Directions for this task - Duplicate the data below verbatim, from the line containing "Isolate tire from this picture." down to the line containing "[364,42,398,81]", with both of those lines included.

Source data -
## start

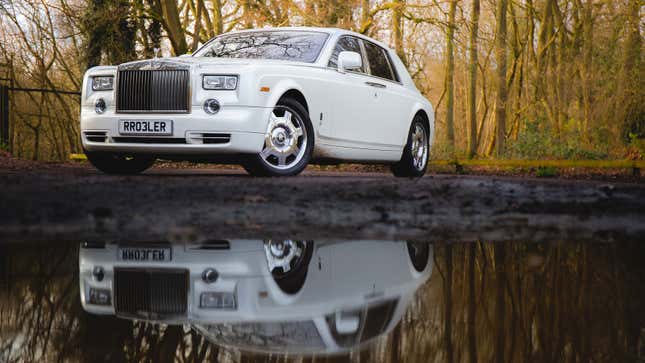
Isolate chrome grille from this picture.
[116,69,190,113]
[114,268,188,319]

## end
## start

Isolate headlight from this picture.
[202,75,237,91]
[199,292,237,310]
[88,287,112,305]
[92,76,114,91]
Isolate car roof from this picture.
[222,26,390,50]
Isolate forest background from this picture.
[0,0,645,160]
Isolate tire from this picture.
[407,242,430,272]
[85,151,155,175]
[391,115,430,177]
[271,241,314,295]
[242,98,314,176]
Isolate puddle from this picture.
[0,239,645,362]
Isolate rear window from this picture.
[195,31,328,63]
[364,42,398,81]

## end

Exercise result -
Isolate tire from this picture.
[407,242,430,272]
[85,151,155,175]
[391,115,430,177]
[271,241,314,295]
[242,98,314,176]
Isolate puddle from this picture.
[0,239,645,362]
Isolate rear window from this picture.
[195,31,328,63]
[364,42,398,81]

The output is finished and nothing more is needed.